[Listed entries]:
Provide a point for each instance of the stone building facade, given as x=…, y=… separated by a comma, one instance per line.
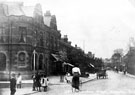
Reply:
x=22, y=31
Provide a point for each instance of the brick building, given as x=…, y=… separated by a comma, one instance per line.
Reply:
x=22, y=31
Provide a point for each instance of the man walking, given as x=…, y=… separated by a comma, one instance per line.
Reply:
x=13, y=84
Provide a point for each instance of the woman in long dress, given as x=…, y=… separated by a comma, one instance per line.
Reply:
x=75, y=80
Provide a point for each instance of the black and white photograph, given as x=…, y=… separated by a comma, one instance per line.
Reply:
x=67, y=47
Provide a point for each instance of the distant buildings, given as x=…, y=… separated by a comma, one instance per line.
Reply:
x=30, y=42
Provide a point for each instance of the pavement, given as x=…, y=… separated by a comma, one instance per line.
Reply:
x=27, y=85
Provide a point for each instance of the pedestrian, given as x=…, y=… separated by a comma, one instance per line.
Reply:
x=13, y=84
x=75, y=80
x=19, y=80
x=34, y=82
x=44, y=82
x=37, y=81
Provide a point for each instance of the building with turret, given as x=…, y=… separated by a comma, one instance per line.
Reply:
x=26, y=41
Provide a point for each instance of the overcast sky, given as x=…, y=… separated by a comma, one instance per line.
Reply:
x=99, y=26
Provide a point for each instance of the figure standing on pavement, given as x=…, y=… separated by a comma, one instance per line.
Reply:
x=75, y=80
x=13, y=84
x=34, y=81
x=19, y=80
x=37, y=83
x=44, y=82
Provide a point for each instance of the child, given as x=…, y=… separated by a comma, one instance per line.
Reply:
x=44, y=82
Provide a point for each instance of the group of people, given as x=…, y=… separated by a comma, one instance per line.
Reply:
x=15, y=82
x=40, y=80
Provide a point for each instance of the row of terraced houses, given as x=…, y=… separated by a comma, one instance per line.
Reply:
x=23, y=30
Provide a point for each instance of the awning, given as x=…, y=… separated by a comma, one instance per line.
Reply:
x=57, y=57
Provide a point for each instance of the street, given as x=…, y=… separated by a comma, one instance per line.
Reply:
x=116, y=84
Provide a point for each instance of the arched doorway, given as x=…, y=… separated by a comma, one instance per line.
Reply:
x=2, y=62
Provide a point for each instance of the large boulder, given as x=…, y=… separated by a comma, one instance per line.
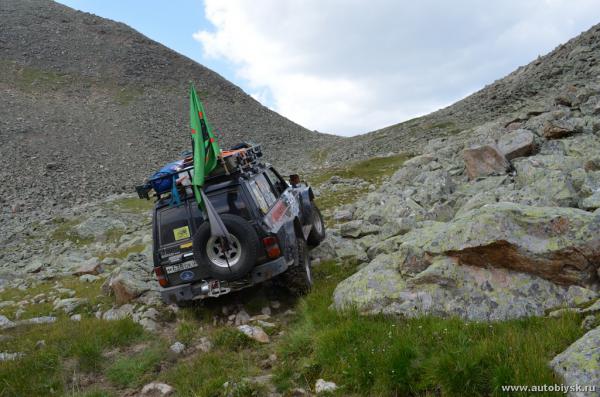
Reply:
x=130, y=281
x=558, y=244
x=484, y=160
x=579, y=365
x=517, y=143
x=446, y=289
x=549, y=178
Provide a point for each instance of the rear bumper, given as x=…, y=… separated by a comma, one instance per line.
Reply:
x=205, y=288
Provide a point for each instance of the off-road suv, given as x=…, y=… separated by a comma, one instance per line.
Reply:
x=271, y=225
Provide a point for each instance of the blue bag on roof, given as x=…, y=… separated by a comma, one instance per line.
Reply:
x=162, y=180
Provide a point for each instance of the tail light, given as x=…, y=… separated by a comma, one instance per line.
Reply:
x=272, y=247
x=160, y=276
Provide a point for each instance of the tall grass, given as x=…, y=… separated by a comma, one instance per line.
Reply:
x=378, y=355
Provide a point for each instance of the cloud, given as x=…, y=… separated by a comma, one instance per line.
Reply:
x=352, y=66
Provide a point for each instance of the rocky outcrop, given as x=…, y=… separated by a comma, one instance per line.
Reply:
x=559, y=244
x=446, y=288
x=484, y=161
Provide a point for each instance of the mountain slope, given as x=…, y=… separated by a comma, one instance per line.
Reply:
x=530, y=88
x=90, y=105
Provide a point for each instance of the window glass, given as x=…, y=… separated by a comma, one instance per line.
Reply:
x=266, y=190
x=278, y=184
x=258, y=197
x=173, y=224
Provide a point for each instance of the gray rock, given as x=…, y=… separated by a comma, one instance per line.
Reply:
x=118, y=313
x=5, y=356
x=254, y=332
x=448, y=289
x=38, y=320
x=157, y=389
x=517, y=143
x=322, y=386
x=242, y=317
x=5, y=323
x=588, y=322
x=579, y=364
x=484, y=161
x=535, y=240
x=342, y=215
x=177, y=347
x=69, y=305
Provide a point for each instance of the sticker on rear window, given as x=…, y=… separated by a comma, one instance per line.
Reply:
x=181, y=232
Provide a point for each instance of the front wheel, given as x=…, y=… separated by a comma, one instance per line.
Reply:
x=298, y=278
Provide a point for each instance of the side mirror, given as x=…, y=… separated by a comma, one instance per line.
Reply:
x=294, y=179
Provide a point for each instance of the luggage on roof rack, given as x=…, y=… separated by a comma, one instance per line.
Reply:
x=240, y=158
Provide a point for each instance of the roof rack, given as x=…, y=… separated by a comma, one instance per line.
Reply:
x=241, y=158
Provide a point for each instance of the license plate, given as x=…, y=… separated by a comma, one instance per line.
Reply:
x=180, y=266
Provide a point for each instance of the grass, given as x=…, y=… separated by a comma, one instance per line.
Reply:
x=137, y=369
x=42, y=371
x=380, y=355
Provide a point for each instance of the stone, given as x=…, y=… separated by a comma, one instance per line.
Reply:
x=34, y=267
x=177, y=347
x=126, y=285
x=88, y=278
x=91, y=266
x=69, y=305
x=588, y=322
x=266, y=310
x=118, y=313
x=357, y=228
x=517, y=143
x=254, y=332
x=548, y=179
x=205, y=345
x=557, y=129
x=241, y=317
x=579, y=364
x=322, y=386
x=447, y=289
x=342, y=216
x=558, y=244
x=97, y=226
x=5, y=323
x=592, y=106
x=5, y=356
x=157, y=389
x=592, y=202
x=484, y=161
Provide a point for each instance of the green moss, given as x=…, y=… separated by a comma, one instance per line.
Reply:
x=40, y=371
x=378, y=355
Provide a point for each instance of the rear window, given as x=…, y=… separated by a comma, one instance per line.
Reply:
x=230, y=202
x=174, y=225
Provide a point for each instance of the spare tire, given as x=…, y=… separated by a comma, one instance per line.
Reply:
x=234, y=262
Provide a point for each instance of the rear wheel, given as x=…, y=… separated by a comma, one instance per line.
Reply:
x=298, y=278
x=317, y=232
x=227, y=261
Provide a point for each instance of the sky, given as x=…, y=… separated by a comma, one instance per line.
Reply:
x=353, y=66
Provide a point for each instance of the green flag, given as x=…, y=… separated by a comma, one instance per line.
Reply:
x=205, y=147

[Work instructions]: Where the word "rack" shows up in a line of the entries above, copy that line.

[Solution to this problem]:
Provide a point for each instance of the luggage on roof rack, given as x=…, y=… separated by a comma, one instance per line.
Provide a point for each instance of the roof rack, given as x=…, y=… separated by a comma, one instance per line.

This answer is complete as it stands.